But de la tâche:
Poursuivez le texte sur les femmes dans les nouveaux mouvements sociaux à la suite de sa dernière phrase.

Texte extrait:
+++

Ce sont les femmes qui ont souffert le plus de la violence économique du néolibéra­lisme, sans mentionner l’accroissement de la violence dans la vie de tous les jours. Les protestations contre les abus croissants envers les femmes et le commerce du sexe (qui est maintenant économiquement plus important que le commerce de la drogue) sont devenues centrales, non seulement pour les mouvements féministes comme la Marche mondi­ale des femmes, mais pour les Nouveaux mouvements sociaux en général. Des exemples de femmes dirigeantes vont des commandantes zapatistes (au Mexique) aux piqueteras argentines (personnes sans emploi bloquant les intersections importantes), de même que les mères et les grand-mères de la Place de Mai (en Argentine). Particulièrement dignes de mention sont les femmes qui ont dirigé le soulèvement national pour sauver la vie du président Chávez (au Venezuela) durant le règne de deux jours de Pedro Carmona, «Pedro le bref», lors du coup d’Etat soutenu par les Américains le 11 avril 2002, de même que les travailleurs boliviens, vendeurs de rue et les femmes chefs de famille d’El Alto qui ont organisé des comités de défense et de lutte.

+++

Liste des données:
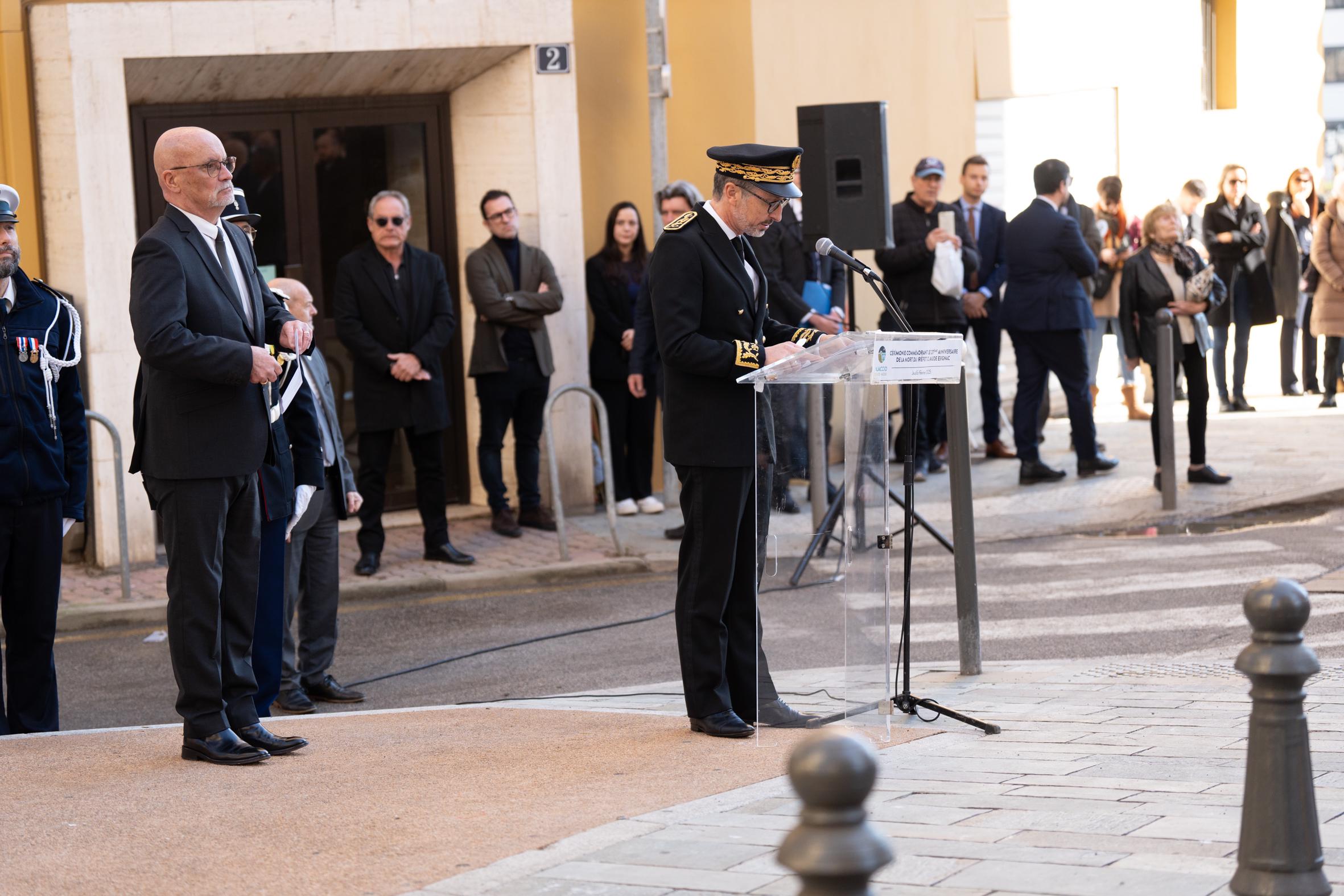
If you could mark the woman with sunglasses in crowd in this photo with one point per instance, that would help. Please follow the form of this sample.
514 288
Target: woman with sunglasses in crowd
1292 213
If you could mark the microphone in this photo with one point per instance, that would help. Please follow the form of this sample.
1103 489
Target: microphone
827 247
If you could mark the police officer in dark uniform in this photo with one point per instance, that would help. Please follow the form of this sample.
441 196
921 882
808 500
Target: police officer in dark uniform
287 482
43 474
708 298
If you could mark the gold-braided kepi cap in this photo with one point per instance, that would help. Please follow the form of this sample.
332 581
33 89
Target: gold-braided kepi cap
769 167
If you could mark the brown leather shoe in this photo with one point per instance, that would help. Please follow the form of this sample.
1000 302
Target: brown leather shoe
504 523
537 518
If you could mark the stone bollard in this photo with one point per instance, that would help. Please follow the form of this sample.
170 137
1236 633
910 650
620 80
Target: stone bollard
1280 850
834 849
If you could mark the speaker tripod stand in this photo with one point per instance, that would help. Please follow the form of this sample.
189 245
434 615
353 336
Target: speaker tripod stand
904 700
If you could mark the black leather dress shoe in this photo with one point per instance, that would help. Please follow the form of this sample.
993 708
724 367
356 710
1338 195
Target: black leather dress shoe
295 701
448 554
331 691
777 714
273 745
1207 476
224 749
722 724
1096 465
1035 472
368 563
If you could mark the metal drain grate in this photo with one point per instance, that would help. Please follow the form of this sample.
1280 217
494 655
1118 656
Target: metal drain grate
1187 671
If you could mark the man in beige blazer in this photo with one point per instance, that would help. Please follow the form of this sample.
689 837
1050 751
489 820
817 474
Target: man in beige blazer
513 288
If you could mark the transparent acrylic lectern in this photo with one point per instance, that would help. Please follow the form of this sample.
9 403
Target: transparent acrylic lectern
824 598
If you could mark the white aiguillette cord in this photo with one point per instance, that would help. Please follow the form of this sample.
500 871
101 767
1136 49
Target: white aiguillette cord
51 366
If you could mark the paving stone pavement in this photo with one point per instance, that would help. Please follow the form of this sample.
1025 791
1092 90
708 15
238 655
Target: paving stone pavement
1109 777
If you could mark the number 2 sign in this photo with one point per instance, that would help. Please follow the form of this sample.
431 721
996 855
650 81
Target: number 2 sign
553 58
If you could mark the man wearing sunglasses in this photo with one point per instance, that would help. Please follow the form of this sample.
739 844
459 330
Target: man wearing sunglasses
708 295
394 315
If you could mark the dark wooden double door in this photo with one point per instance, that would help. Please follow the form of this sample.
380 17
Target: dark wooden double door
310 171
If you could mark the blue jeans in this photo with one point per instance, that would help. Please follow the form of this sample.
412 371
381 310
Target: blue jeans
1241 300
1094 340
515 397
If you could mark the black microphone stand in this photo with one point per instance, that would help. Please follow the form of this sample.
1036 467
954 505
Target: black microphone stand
904 700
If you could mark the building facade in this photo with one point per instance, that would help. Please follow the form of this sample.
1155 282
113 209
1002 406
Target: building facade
325 101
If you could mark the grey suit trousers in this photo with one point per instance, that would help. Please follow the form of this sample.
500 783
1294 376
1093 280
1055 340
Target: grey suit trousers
312 588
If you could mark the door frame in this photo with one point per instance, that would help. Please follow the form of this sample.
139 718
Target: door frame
291 116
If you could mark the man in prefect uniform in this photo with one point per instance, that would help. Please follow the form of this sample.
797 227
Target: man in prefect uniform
708 296
43 474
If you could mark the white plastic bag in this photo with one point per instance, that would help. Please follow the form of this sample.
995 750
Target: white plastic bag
948 270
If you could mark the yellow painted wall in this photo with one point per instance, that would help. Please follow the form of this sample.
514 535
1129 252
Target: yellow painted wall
18 156
714 84
609 62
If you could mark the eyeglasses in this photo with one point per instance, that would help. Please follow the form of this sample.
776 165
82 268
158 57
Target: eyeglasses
770 207
213 167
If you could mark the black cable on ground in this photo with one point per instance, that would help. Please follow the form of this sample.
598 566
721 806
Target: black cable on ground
637 693
506 646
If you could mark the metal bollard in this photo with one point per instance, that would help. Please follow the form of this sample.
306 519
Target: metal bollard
834 849
1164 409
1280 849
963 528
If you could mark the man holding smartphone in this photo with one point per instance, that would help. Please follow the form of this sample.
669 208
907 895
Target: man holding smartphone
918 225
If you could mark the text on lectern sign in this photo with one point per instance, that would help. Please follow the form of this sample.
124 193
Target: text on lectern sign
918 361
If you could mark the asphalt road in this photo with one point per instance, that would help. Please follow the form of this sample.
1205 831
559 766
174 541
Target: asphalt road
1041 600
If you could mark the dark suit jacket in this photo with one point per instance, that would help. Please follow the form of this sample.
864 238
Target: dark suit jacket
613 313
644 352
1086 220
788 263
1046 257
1244 257
318 377
499 305
372 325
197 415
299 449
711 331
990 240
1144 292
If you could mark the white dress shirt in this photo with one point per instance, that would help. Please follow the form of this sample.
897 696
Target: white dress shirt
975 220
209 232
732 236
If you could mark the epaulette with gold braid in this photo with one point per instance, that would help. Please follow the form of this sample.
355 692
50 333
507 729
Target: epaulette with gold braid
681 222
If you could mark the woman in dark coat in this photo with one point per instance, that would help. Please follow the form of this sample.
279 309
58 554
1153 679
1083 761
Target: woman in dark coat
1291 215
1235 234
1155 278
613 284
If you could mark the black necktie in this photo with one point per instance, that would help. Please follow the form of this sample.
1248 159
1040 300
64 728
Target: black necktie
229 272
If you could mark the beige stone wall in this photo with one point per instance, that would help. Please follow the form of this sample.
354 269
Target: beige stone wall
84 146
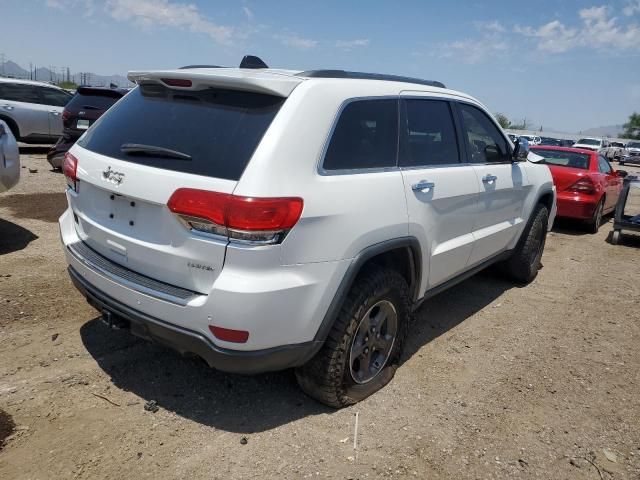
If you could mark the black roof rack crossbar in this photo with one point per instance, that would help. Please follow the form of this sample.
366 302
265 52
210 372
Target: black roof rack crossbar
368 76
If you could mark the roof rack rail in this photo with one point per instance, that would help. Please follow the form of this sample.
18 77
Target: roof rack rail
368 76
200 66
251 61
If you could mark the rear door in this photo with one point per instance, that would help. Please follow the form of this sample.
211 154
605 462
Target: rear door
613 183
22 102
441 191
121 203
55 99
503 184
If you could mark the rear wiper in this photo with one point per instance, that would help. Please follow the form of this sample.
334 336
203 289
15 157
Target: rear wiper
151 150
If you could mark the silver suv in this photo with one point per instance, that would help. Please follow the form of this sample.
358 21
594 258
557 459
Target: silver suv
32 110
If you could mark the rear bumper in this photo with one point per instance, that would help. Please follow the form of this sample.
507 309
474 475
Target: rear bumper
576 206
189 342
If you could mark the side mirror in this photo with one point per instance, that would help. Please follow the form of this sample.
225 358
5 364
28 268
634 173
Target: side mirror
521 152
491 153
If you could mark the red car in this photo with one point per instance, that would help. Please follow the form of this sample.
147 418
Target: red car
587 186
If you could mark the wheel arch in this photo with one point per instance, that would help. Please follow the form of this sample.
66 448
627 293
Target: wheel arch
401 254
13 126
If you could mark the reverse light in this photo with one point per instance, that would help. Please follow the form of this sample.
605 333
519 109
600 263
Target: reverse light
70 170
177 82
251 219
229 335
584 185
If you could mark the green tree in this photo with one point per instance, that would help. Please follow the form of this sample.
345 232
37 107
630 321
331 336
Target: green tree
632 127
503 120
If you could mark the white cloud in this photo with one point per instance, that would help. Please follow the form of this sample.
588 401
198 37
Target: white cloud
491 43
248 13
350 44
632 8
598 30
153 13
296 41
493 26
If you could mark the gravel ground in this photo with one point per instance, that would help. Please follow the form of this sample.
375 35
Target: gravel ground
497 382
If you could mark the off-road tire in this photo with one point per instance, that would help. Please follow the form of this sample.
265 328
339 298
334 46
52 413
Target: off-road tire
327 376
595 223
524 263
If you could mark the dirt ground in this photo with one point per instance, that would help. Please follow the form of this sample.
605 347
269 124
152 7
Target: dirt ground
497 382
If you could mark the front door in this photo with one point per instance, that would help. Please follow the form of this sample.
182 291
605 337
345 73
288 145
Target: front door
441 191
503 184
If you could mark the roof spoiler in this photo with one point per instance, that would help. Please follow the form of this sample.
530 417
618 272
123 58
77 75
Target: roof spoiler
251 61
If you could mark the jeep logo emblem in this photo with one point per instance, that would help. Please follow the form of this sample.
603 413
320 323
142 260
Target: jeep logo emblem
112 176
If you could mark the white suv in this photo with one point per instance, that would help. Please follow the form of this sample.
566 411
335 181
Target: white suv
33 110
265 219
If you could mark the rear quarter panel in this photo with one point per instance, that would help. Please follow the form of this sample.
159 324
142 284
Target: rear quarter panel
343 214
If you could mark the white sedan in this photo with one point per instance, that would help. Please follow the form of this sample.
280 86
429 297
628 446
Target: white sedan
9 158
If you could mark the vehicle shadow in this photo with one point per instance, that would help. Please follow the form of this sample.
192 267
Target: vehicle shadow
33 149
188 387
235 403
13 237
627 239
37 206
443 312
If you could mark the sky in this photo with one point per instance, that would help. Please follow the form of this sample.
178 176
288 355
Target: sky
564 65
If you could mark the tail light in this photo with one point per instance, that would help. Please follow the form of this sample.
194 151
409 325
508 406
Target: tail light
250 219
584 185
70 170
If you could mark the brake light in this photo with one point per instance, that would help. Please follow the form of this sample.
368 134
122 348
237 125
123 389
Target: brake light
584 185
70 170
177 82
229 335
263 220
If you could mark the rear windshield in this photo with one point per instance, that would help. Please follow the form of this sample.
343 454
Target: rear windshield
564 159
218 129
93 101
588 141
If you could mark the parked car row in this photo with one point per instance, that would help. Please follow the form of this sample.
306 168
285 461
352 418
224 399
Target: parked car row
37 112
587 185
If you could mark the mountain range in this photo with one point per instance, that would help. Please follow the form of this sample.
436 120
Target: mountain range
44 74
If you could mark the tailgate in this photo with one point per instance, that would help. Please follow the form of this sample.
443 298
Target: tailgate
130 224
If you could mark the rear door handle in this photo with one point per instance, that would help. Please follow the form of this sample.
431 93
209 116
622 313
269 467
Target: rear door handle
423 186
489 178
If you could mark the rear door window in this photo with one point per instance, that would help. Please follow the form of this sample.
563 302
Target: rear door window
365 136
95 101
54 97
428 134
19 92
217 129
485 143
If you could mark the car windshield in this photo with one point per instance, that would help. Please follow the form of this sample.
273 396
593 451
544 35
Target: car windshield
564 159
588 141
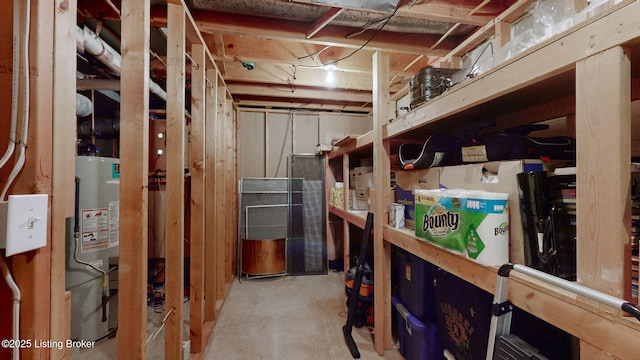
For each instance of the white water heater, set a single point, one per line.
(92, 245)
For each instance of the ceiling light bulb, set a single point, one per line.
(330, 67)
(330, 77)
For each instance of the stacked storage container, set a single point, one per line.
(414, 311)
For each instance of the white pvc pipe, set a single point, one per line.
(14, 84)
(25, 106)
(16, 305)
(84, 106)
(87, 40)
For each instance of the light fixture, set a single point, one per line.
(330, 77)
(329, 68)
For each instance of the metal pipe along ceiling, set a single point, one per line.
(87, 40)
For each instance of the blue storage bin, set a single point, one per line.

+++

Réponse:
Les masses rurales

Le rôle des paysans et petits agriculteurs est devenu central en dépit d’une répression accrue. Dans la plupart des cas, cette «paysannerie» multiethnique est devenue une nouvelle force de travail bon marché, flexible et migrante. Qu’il s’agisse des cultivateurs de coca des Andes, ou des paysans du Mouvement des travailleurs ruraux sans terre du Brésil (le MST est membre de la Via Campesina, un réseau de mouvements paysans dans 87 pays), les masses rurales ont mobilisé jusque dans les villes.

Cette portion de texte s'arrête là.